* [Task description]: Print only the line with "I would be grateful if you could tag the japanese" and the lines after it, ending with the last line of the material, each exactly as it stands.

* [Records for processing]:
● ● ● ●

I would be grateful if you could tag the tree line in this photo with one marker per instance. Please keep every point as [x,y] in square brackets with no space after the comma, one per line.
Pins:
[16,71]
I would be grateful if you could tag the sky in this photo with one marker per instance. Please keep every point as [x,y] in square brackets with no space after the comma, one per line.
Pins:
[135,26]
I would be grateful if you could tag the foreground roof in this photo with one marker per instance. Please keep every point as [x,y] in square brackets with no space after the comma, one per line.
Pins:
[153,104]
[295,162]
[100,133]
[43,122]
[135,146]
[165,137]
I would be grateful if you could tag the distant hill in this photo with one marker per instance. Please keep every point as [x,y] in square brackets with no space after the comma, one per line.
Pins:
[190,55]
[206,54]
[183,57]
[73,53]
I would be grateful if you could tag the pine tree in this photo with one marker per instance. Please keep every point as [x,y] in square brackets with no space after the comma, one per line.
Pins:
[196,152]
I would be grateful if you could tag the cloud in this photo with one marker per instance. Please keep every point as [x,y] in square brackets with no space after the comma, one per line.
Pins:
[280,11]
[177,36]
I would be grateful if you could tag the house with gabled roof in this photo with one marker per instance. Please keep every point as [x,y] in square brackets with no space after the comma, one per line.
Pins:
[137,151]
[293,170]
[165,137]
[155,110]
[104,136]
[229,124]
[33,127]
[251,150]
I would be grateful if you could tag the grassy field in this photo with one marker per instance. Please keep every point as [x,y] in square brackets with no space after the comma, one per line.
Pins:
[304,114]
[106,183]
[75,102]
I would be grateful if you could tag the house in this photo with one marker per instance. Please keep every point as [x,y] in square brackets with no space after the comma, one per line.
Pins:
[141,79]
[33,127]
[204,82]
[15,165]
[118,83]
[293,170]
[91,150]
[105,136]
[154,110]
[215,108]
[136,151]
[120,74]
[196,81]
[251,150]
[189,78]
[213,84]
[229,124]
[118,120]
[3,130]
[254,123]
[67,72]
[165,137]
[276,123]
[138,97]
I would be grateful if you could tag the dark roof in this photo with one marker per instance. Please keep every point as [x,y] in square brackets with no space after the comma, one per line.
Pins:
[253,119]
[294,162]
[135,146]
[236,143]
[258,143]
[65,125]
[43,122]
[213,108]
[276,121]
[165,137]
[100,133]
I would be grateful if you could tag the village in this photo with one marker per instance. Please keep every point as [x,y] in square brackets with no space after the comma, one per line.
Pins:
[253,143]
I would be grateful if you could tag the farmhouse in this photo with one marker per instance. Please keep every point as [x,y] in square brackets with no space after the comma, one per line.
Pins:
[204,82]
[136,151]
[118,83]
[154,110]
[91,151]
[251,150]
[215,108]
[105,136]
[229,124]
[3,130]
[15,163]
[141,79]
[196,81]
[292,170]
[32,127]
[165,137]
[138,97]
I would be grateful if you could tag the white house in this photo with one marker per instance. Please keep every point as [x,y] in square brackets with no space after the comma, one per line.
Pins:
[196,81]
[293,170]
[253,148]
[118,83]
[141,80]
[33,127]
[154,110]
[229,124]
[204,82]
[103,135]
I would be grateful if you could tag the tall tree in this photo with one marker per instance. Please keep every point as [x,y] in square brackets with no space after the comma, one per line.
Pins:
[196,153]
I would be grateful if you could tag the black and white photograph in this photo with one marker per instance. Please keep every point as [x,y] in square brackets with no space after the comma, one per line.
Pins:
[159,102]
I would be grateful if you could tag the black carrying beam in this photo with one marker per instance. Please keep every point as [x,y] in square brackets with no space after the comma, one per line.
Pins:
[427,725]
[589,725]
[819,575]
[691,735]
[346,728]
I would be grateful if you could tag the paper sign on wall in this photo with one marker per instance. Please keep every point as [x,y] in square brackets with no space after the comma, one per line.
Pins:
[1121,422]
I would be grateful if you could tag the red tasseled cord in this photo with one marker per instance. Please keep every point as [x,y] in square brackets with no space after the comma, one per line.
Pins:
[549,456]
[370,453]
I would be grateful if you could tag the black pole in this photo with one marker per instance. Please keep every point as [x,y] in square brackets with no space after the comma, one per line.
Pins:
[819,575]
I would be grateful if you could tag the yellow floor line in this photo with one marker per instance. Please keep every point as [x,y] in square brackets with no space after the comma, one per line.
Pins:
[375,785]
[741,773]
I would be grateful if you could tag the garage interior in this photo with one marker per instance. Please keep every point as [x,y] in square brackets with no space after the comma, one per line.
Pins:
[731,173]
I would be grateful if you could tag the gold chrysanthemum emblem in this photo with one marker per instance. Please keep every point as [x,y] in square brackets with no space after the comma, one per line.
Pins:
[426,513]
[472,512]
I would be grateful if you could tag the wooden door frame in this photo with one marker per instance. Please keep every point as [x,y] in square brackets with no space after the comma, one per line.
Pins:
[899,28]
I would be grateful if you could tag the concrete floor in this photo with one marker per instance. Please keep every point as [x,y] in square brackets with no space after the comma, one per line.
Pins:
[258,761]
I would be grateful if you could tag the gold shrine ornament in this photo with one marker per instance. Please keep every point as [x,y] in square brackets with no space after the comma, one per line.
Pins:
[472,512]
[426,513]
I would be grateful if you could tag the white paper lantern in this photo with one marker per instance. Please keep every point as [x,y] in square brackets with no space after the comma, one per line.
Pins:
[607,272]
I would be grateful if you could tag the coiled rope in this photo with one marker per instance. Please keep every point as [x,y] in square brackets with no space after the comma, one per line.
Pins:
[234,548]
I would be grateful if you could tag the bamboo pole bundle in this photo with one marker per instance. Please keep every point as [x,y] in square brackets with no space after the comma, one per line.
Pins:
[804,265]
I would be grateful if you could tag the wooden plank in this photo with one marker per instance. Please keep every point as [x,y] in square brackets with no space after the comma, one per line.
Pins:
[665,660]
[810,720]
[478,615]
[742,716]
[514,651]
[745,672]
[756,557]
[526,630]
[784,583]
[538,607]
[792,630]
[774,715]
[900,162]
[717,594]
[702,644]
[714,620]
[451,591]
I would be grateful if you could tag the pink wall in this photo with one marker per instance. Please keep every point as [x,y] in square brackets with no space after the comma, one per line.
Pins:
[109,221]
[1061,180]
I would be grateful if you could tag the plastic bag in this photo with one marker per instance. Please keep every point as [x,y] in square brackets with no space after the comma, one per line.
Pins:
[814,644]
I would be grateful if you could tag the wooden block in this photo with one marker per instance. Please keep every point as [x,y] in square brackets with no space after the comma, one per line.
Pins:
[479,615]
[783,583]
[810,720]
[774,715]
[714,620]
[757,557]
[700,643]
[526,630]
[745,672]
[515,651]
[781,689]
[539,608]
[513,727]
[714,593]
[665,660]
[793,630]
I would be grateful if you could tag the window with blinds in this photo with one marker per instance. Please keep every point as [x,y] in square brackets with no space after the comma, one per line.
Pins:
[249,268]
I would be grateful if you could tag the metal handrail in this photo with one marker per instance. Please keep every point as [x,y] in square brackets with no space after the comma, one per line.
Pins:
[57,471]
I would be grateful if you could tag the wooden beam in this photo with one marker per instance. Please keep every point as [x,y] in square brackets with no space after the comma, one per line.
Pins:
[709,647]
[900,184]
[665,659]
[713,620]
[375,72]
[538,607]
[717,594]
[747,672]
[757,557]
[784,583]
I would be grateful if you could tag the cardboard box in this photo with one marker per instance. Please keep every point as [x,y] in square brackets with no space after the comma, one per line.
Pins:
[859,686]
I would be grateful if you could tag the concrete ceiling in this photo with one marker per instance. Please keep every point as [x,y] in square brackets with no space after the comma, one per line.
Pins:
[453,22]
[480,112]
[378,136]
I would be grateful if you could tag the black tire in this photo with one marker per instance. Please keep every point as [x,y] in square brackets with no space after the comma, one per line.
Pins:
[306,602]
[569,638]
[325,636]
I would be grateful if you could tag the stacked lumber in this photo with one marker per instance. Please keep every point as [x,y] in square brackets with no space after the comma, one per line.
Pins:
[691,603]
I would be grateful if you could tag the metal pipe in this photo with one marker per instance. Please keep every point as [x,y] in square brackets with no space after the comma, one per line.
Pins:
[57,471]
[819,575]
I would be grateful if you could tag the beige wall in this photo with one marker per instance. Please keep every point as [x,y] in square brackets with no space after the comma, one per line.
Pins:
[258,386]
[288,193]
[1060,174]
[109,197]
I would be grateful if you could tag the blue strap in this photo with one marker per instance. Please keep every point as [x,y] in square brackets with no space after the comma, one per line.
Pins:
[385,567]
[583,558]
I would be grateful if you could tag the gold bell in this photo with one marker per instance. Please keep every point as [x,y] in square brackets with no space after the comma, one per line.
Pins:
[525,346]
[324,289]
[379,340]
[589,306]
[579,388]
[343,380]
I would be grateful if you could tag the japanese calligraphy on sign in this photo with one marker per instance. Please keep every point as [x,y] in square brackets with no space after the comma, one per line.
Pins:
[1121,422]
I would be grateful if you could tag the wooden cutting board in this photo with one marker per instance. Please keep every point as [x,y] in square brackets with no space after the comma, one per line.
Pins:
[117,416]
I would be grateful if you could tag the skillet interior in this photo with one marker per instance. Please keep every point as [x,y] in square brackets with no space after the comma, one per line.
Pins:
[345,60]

● ● ● ●

* [Written response]:
I would be grateful if you could tag the japanese calligraphy on sign in this photo with one marker per instance. Please keep every point as [x,y] in square brackets with no space after the comma, one per line.
Pins:
[1121,422]
I would be grateful if you could tag the wooden cutting board in this photo with one marker per instance. Please keep every point as [x,y] in square brackets with no space after the comma, one per line.
Pins:
[117,416]
I would be grateful if you could tag the skillet interior in this photo with one marker per instance. Please keep every point as [x,y] in square brackets with no space after the comma, one per line.
Pins:
[345,60]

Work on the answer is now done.